What is needed — Rewrite the records from the line that contains "Where can the stainless steel refrigerator" through the end of the records, replacing "be found" with "be located" and changing nothing else.

Excerpted records —
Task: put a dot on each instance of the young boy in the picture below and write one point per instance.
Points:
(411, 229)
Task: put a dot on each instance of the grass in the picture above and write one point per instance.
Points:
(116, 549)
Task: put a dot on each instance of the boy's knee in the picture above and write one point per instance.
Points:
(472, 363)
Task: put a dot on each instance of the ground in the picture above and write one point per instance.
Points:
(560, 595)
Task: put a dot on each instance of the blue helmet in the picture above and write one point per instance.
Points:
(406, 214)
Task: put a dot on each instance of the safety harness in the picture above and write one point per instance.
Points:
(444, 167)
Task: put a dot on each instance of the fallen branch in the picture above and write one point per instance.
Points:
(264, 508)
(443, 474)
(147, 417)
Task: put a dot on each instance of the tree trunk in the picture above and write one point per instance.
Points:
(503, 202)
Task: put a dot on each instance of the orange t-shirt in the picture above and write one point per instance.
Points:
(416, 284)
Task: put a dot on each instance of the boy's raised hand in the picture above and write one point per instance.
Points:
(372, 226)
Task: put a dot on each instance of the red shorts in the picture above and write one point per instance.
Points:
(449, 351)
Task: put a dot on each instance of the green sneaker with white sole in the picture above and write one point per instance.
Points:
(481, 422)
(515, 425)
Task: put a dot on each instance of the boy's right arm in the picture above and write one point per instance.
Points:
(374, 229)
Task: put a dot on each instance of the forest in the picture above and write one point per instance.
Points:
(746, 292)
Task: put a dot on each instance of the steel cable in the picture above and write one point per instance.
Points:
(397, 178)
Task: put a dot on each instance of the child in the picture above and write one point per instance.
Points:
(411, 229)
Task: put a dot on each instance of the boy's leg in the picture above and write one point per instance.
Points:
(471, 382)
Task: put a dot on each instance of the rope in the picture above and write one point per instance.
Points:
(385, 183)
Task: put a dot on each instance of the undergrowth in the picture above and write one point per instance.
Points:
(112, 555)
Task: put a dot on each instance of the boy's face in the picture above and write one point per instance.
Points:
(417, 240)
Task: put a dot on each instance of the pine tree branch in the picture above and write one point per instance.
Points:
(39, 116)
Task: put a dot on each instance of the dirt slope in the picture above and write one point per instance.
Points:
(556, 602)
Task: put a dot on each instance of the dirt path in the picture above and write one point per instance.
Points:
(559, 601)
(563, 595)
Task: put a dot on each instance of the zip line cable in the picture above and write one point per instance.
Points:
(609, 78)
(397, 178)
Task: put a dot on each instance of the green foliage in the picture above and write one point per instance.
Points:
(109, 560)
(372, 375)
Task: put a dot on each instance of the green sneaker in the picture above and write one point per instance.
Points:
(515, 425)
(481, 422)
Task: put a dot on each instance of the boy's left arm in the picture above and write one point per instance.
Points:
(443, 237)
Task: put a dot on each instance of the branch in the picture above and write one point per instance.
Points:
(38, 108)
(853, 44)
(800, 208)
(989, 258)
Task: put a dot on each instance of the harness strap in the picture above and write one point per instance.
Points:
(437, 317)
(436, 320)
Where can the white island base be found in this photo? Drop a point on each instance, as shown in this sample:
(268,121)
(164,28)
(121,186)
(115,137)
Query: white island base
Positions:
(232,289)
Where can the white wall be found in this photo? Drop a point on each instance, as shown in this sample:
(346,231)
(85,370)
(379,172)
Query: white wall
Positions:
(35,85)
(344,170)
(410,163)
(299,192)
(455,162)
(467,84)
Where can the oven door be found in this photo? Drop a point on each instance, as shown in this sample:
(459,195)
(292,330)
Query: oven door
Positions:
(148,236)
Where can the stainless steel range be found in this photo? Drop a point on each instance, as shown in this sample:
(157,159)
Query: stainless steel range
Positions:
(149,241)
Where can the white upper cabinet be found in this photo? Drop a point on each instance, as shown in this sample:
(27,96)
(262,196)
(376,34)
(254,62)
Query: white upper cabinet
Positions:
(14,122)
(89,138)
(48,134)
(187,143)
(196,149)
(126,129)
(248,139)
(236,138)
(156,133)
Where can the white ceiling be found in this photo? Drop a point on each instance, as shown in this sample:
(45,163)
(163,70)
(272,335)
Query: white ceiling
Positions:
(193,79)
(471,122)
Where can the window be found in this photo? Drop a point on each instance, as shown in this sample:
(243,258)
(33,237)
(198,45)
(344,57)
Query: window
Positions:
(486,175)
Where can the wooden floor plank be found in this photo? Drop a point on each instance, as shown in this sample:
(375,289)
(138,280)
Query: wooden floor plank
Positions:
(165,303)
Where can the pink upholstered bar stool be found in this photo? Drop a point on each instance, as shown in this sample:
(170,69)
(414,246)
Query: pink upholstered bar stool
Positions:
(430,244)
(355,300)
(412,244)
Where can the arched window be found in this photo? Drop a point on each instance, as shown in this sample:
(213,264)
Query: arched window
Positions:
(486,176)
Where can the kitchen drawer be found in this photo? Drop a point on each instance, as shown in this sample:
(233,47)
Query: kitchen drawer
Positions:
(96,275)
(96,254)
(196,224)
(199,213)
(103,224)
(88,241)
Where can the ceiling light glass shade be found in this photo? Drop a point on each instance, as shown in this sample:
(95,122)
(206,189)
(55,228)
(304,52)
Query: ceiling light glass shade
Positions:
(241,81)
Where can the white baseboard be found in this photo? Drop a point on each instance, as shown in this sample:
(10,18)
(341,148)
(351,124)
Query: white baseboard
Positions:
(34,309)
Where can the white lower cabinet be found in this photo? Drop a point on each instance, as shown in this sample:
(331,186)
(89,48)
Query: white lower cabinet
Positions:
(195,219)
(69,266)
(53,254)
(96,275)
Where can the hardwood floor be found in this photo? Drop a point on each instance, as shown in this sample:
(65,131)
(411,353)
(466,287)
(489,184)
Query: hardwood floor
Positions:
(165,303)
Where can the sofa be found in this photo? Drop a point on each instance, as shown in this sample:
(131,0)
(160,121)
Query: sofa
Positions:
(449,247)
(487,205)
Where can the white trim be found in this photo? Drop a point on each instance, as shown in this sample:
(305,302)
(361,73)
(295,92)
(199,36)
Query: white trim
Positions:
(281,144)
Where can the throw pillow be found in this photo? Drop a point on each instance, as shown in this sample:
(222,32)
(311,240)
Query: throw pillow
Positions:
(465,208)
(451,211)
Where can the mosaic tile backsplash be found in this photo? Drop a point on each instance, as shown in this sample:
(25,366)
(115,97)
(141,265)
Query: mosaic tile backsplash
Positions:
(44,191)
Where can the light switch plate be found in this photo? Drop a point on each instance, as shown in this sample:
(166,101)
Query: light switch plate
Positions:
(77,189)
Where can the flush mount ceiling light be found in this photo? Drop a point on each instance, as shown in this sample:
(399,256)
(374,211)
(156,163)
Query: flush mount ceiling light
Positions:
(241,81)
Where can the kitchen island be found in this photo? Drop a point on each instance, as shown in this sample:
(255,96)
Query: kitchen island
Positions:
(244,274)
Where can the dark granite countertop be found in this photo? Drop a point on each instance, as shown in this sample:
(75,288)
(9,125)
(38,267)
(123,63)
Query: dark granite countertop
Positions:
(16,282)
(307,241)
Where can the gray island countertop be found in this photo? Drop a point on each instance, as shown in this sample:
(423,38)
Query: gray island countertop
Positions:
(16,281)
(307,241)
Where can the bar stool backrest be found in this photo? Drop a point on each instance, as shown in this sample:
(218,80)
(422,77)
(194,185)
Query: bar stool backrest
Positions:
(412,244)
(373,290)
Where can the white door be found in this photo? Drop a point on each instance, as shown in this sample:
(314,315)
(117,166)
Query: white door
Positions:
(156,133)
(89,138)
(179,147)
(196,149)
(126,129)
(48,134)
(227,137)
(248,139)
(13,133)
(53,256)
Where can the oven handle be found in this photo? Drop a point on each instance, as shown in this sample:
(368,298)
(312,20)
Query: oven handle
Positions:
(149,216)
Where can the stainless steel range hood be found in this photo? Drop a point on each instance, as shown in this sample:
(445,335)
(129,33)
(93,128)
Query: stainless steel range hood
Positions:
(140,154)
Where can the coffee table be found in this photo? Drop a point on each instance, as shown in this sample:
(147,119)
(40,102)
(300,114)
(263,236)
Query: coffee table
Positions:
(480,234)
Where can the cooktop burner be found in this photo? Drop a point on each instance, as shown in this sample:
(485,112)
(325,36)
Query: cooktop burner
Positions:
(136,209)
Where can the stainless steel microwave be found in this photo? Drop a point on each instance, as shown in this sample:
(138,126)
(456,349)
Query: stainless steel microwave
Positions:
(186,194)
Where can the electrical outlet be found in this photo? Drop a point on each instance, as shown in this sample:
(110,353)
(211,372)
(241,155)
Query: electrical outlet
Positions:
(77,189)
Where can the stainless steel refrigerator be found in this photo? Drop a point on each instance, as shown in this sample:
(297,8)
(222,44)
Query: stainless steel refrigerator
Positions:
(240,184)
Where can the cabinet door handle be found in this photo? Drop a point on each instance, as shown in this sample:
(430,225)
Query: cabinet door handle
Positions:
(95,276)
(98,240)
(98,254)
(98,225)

Answer to this problem —
Where can the stainless steel refrigerator be located in this photo? Drop a point on each instance, as shown in this sample:
(297,8)
(222,44)
Query: stainless steel refrigerator
Positions:
(240,184)
Where can the cabinet door handle be located in this photo? Drop a point on each instance, as shown in this sample:
(430,225)
Query: cabinet door handle
Positions:
(95,276)
(98,240)
(98,254)
(98,225)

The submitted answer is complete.